Instructions for the task — Please reproduce the lines of the items below verbatim, everything from the line containing "Pick out every instance of the man in" down through the end of the items.

[Location identification items]
____
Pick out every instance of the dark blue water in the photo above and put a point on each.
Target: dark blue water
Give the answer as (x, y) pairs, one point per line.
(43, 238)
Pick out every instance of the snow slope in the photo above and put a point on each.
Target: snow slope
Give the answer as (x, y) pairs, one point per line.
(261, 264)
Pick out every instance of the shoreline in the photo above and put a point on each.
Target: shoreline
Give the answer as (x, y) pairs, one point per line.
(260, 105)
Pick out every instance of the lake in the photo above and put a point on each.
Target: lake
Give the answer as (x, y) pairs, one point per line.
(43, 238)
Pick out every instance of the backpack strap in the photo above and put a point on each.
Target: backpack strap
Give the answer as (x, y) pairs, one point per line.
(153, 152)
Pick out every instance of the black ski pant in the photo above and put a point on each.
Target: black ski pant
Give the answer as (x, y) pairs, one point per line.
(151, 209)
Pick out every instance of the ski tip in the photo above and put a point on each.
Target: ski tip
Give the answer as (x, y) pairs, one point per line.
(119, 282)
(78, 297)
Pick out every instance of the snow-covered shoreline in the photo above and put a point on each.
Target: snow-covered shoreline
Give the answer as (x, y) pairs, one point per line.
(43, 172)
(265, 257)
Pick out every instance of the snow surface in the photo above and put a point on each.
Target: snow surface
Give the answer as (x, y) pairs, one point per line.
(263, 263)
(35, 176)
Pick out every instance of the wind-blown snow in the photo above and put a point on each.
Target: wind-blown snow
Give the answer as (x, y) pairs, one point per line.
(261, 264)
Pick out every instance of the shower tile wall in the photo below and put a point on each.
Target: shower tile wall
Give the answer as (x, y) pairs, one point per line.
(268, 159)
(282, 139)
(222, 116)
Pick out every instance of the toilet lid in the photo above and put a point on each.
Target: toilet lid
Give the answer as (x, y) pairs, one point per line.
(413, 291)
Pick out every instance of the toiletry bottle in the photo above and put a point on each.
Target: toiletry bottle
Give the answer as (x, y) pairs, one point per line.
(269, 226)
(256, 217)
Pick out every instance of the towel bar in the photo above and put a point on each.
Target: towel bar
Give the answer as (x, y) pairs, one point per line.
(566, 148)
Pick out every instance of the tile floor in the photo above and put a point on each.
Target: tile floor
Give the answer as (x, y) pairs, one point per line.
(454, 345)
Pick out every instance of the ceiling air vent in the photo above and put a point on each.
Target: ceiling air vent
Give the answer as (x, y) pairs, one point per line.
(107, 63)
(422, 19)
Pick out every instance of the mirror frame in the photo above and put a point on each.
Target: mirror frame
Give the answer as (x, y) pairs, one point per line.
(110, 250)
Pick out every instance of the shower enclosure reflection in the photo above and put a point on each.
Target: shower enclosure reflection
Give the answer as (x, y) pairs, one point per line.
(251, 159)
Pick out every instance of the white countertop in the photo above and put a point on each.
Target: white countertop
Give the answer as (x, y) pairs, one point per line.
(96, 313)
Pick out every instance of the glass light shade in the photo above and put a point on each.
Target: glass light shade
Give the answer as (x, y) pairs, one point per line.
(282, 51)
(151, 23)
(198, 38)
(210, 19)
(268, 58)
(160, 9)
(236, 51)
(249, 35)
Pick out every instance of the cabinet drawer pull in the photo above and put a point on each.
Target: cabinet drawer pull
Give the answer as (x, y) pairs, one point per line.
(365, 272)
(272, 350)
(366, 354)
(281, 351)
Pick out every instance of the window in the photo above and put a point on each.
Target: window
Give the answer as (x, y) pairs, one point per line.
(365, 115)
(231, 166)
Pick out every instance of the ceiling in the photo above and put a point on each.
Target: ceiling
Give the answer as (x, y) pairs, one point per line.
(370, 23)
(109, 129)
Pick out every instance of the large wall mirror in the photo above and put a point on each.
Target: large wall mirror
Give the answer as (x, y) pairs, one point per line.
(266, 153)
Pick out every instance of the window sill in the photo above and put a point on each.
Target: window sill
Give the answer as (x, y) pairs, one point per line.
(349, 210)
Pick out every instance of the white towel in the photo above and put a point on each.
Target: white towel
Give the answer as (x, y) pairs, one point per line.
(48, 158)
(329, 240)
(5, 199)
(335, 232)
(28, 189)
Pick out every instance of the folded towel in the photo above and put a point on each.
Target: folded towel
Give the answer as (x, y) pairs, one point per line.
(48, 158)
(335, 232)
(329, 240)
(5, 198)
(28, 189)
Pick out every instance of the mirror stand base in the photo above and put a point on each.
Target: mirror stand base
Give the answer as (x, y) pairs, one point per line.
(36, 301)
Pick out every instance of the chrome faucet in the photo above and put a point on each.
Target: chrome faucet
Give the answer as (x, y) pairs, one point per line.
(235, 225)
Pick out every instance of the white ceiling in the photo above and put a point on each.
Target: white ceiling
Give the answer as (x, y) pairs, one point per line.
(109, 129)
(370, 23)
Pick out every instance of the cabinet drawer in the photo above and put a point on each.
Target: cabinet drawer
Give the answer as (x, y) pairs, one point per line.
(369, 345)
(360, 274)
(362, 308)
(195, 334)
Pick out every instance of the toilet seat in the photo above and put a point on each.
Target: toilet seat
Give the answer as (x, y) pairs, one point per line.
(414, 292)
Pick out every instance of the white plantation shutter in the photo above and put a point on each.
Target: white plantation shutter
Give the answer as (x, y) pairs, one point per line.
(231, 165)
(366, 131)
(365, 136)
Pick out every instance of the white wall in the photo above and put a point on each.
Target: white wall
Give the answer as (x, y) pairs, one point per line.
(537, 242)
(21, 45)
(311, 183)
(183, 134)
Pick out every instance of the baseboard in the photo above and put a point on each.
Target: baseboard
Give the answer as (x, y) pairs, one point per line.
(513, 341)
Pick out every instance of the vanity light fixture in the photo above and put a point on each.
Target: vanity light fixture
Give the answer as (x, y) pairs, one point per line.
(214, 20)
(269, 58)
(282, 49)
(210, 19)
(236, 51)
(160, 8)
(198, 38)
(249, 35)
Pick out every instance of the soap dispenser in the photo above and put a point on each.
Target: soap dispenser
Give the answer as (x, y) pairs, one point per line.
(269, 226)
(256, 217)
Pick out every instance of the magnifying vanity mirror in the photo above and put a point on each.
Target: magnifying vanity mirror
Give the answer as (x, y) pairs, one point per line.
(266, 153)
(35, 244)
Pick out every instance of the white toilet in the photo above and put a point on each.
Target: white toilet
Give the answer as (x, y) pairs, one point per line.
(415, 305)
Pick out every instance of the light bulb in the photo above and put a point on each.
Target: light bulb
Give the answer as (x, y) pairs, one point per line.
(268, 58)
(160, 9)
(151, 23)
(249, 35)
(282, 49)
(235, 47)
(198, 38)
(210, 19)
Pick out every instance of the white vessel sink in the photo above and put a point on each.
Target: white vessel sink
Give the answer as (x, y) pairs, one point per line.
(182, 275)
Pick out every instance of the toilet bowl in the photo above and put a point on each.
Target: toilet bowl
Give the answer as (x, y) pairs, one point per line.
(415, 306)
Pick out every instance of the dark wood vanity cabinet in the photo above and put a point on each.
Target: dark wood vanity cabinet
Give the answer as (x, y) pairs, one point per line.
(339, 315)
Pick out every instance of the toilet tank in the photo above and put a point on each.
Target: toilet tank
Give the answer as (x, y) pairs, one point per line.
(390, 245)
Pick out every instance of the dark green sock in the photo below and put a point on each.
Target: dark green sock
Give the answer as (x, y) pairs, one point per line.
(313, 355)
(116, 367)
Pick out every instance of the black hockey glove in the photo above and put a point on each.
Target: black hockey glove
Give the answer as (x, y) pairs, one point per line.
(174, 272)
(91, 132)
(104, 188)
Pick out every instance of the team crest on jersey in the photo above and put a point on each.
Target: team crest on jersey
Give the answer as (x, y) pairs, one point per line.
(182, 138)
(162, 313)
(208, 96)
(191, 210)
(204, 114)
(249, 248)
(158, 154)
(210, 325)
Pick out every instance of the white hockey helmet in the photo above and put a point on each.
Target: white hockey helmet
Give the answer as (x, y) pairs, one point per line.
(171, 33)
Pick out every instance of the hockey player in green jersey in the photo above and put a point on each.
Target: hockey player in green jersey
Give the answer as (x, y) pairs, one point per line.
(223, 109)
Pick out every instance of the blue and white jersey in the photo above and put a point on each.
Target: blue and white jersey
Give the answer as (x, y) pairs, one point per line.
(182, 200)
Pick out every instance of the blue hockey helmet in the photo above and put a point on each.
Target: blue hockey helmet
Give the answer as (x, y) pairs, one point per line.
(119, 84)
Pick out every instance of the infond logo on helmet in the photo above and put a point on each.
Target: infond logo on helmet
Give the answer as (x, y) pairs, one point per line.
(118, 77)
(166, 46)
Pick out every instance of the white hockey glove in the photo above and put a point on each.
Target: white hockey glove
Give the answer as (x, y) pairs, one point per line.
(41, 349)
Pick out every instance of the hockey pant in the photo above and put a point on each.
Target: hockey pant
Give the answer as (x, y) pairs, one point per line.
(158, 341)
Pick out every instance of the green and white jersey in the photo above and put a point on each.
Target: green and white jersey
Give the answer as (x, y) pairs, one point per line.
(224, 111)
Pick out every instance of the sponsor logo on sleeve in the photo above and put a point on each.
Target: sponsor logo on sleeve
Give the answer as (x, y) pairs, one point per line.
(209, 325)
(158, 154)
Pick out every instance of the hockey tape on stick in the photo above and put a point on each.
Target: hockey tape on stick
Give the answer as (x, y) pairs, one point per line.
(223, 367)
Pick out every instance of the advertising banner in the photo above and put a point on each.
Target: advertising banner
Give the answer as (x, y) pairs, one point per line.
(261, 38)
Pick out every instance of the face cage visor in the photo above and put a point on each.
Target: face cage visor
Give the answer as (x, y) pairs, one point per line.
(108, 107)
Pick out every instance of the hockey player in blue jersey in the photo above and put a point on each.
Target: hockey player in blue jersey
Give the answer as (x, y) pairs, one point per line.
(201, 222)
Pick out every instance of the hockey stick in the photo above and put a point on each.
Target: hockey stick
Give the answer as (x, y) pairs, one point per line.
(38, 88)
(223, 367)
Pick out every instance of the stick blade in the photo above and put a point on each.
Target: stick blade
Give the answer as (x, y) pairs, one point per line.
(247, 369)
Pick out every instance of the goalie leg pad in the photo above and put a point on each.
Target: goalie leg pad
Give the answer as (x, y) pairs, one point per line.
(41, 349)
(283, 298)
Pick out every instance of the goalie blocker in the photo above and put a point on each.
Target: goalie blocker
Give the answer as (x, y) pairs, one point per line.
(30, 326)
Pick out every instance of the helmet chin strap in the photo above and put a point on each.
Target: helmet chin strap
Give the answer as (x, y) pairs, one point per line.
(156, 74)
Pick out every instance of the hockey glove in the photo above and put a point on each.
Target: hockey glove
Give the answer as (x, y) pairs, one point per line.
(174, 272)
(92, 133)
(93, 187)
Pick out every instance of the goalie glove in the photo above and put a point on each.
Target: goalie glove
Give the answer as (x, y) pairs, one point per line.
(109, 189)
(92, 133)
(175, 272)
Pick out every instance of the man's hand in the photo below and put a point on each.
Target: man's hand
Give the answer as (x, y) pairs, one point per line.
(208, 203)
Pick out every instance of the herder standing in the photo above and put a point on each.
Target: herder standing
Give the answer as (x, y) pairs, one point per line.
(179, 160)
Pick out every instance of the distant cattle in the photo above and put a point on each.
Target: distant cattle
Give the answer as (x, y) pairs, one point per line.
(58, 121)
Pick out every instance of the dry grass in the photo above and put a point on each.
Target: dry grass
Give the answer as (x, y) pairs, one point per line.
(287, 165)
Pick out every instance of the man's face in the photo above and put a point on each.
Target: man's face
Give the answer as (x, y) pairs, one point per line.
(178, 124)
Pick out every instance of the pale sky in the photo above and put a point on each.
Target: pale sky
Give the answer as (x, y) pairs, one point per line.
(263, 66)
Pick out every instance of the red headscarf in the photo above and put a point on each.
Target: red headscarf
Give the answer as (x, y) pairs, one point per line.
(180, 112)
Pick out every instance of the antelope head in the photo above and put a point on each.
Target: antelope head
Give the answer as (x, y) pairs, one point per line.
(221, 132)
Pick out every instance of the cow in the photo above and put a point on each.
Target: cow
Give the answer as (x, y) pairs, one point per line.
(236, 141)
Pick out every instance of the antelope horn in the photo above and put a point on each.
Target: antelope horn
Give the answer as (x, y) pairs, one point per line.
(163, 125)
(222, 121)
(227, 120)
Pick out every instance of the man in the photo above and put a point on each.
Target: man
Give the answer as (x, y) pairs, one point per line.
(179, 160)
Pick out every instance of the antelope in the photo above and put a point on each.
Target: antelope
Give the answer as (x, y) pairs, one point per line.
____
Exercise solution —
Pick out every instance of the man in the photo above and put a point on each.
Target: man
Give the answer as (x, y) pairs, one point per line.
(179, 160)
Pick out every instance of the antelope in the photo above and put a point on each.
Target: antelope
Give the answer as (x, y) pairs, one point per line.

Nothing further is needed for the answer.